* **Your objective**: Exactly and only the lines from the one with "entry. Tag each instance with a single point." through the end of the listing are to be transcribed, both ends included.

* **Exercise material**:
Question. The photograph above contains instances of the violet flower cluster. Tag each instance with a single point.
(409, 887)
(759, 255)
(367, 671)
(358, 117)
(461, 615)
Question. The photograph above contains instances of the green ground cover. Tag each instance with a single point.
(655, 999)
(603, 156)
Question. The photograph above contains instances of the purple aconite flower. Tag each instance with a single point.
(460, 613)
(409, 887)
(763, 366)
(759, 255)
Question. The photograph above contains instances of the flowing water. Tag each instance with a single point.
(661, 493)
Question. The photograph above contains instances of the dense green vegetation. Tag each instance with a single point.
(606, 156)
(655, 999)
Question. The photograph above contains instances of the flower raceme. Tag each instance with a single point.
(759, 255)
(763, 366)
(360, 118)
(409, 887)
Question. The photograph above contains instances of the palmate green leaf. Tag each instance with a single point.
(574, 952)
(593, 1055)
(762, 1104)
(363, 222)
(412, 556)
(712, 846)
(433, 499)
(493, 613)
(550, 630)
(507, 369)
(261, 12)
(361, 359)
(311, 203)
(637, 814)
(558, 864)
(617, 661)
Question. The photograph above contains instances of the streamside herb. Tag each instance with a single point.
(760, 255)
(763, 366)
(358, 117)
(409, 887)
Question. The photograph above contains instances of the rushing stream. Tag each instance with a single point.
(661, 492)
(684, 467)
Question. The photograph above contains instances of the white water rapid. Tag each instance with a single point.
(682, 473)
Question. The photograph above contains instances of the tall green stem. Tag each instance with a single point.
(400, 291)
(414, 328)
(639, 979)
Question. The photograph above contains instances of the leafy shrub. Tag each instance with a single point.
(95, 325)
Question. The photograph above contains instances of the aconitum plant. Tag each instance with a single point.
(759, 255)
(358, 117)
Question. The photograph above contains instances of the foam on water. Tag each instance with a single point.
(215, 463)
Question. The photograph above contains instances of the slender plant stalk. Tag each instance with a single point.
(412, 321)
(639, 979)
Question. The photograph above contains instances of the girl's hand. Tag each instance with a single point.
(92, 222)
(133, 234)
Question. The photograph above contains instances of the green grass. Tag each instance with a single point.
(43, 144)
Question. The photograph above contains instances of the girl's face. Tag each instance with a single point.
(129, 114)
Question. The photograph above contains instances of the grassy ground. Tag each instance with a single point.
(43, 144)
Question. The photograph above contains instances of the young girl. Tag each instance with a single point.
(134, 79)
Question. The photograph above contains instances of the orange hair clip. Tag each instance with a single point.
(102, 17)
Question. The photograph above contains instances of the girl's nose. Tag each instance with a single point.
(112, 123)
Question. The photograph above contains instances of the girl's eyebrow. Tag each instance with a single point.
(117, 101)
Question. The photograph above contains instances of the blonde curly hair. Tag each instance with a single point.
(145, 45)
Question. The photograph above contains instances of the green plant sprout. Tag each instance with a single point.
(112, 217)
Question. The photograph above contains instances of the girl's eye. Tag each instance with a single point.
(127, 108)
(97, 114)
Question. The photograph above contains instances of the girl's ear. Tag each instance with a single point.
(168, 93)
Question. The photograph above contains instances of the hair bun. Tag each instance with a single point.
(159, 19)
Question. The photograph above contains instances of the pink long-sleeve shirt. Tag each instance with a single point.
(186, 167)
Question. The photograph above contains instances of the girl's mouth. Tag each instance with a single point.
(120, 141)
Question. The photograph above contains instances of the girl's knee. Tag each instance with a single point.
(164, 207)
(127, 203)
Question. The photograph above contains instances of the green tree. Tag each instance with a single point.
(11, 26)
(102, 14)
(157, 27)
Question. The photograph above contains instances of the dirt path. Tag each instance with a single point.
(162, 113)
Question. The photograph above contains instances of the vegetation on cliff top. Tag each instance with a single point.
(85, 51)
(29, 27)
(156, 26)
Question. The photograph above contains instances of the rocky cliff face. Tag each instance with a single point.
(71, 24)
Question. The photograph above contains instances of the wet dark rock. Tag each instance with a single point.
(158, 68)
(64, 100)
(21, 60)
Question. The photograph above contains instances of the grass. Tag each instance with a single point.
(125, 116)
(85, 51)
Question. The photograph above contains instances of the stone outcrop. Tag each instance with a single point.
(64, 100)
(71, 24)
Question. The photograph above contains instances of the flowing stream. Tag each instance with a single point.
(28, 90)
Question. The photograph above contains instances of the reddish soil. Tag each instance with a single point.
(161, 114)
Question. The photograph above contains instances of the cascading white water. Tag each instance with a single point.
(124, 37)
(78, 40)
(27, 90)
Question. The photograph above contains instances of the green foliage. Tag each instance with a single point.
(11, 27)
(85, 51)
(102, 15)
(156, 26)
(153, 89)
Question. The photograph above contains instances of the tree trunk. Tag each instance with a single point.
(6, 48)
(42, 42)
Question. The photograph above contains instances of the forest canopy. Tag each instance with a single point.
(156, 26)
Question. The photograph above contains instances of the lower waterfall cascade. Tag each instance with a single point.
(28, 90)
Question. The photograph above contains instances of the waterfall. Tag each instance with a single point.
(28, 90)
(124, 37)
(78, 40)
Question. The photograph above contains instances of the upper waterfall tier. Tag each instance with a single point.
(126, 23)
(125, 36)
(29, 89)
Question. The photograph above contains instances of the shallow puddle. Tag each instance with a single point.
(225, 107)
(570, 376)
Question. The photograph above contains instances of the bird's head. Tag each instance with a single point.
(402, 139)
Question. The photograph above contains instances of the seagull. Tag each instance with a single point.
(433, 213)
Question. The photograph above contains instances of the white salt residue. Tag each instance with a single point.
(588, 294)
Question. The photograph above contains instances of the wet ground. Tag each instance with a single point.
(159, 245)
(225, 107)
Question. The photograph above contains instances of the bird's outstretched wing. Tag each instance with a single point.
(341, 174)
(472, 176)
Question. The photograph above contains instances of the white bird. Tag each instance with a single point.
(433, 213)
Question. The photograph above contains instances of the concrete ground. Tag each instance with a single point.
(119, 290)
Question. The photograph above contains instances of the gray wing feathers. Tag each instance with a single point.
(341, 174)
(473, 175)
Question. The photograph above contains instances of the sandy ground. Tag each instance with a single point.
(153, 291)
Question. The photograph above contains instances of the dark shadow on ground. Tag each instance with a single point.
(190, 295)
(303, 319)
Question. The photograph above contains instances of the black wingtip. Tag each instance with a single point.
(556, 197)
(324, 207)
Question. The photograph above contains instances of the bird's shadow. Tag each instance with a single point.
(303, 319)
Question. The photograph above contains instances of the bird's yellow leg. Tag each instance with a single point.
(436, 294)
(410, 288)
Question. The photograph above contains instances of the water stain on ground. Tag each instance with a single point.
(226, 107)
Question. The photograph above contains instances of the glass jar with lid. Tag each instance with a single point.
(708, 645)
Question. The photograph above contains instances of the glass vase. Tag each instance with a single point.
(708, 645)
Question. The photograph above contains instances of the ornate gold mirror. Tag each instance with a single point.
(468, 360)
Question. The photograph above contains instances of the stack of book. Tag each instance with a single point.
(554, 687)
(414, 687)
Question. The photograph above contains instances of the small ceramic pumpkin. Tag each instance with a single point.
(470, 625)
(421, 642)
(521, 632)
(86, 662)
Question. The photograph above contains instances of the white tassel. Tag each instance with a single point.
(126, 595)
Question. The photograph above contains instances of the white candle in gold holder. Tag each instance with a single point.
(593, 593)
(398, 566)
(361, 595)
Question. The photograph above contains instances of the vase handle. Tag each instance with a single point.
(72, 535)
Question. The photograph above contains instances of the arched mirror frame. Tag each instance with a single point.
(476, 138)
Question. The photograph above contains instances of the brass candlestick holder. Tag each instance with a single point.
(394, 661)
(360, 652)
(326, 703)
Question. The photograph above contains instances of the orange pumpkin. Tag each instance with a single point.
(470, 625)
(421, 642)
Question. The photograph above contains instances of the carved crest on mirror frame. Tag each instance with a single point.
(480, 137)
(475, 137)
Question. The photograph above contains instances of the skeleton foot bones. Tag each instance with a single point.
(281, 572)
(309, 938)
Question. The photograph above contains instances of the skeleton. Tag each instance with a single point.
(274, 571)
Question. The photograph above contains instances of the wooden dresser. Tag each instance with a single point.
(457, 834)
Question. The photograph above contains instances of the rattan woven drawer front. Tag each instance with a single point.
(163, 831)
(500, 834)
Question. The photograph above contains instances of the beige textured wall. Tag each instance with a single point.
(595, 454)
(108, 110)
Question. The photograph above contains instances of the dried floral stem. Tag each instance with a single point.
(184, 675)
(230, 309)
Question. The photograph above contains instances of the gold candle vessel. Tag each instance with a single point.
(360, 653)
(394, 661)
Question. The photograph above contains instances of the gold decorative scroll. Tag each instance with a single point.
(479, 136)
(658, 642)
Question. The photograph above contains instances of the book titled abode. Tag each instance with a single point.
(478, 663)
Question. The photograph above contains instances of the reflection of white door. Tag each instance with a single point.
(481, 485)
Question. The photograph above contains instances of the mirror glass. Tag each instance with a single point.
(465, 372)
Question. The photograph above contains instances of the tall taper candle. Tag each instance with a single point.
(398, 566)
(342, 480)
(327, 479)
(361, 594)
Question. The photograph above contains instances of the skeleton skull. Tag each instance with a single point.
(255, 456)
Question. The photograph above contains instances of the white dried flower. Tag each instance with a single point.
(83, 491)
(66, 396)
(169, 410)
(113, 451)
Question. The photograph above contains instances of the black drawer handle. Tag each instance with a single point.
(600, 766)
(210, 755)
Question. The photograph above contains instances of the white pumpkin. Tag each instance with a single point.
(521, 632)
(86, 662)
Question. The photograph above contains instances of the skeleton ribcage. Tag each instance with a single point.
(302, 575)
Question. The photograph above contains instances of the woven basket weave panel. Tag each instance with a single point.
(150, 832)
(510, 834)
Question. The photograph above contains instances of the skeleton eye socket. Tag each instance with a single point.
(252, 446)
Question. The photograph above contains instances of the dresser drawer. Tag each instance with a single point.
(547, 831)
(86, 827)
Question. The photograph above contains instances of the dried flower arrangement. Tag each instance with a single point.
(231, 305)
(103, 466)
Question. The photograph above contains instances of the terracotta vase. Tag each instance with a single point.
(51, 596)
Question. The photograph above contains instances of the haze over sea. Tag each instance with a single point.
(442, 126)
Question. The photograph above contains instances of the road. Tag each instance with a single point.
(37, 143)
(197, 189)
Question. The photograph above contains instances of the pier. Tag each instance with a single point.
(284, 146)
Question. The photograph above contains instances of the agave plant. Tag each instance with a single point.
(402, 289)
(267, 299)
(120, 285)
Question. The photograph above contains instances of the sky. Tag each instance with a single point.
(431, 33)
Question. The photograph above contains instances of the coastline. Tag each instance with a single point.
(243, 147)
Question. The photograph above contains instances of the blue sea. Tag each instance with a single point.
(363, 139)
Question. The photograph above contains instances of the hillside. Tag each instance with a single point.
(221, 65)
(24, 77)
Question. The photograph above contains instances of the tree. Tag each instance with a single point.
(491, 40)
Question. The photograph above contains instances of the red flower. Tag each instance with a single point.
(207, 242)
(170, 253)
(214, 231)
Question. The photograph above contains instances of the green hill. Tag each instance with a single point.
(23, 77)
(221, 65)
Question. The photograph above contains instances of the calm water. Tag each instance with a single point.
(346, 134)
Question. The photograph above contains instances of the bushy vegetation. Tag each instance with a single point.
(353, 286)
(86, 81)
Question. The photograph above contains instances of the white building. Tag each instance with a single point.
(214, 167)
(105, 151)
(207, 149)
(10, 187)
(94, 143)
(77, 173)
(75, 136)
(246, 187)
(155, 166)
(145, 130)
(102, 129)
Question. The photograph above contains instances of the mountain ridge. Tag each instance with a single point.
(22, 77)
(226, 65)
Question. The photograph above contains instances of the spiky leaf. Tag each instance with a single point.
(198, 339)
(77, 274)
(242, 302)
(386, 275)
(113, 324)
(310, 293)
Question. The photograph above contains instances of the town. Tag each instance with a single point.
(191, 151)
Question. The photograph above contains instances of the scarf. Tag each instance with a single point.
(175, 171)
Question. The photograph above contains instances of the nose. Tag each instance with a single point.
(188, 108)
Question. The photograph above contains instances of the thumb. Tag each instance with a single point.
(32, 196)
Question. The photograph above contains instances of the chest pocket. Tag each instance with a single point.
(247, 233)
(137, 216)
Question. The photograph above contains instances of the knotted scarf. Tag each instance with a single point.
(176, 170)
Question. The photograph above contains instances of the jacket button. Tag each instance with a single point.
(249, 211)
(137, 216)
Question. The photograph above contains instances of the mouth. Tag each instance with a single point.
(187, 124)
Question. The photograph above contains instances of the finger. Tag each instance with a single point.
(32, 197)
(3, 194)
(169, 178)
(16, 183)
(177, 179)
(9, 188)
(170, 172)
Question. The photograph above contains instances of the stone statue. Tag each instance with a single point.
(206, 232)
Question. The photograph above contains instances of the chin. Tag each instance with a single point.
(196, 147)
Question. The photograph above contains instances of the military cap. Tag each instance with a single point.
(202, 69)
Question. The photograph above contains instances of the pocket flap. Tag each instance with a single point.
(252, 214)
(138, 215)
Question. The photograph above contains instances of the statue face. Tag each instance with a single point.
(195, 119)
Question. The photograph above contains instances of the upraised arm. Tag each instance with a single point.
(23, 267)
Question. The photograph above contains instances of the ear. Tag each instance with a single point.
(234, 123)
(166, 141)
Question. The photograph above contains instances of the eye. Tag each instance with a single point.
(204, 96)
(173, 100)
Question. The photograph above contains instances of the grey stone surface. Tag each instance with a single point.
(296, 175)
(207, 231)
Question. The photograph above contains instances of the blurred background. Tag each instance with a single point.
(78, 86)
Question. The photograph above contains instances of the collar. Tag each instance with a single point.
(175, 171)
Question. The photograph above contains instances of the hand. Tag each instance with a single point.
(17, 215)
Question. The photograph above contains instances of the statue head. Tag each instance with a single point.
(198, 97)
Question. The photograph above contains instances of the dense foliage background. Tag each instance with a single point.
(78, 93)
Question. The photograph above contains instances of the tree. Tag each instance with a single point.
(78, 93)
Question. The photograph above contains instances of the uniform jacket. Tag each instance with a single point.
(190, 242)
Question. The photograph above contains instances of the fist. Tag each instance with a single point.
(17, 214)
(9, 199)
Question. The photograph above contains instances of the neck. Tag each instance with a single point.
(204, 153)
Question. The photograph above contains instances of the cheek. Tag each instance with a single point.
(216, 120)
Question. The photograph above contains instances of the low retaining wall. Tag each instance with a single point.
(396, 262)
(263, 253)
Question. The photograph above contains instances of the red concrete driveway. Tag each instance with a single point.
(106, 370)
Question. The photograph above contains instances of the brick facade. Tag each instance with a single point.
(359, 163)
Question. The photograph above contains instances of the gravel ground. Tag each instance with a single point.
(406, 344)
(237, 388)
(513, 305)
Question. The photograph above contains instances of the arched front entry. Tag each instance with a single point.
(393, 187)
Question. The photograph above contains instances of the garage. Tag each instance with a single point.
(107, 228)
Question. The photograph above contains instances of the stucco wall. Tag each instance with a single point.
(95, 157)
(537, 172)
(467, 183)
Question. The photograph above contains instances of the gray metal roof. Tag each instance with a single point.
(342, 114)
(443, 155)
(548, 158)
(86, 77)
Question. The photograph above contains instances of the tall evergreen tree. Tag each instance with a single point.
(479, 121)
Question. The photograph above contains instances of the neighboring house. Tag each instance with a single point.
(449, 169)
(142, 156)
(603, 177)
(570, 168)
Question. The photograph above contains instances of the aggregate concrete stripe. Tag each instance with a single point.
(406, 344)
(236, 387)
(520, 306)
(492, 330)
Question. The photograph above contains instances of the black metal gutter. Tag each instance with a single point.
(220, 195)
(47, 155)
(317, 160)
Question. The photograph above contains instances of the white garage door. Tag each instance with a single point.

* **Task output**:
Question. The photograph above contains instances of the arched front entry. Tag each instance with a single point.
(393, 187)
Question. The photograph above contains instances of the garage. Tag each instance with a single point.
(107, 228)
Question. The photograph above contains instances of the stucco wall. Tag each instance with a single point.
(95, 157)
(537, 172)
(467, 183)
Question. The photograph above contains instances of the gray metal roof. Tag each instance with a single point.
(342, 114)
(443, 155)
(548, 158)
(86, 77)
Question. The photograph above contains instances of the tall evergreen tree. Tag each instance with a single point.
(479, 121)
Question. The photograph above contains instances of the neighboring house. Tag each instance with a single point.
(449, 169)
(142, 156)
(603, 177)
(570, 168)
Question. The photograph above contains instances of the aggregate concrete stripe. Tag each instance with a single point.
(406, 344)
(236, 387)
(520, 306)
(492, 330)
Question. The photograph above contains instances of the black metal gutter. Tag each instance with a single point.
(220, 195)
(47, 155)
(317, 160)
Question. The photograph above contains instances of the white garage door. Tag each instance with a single point.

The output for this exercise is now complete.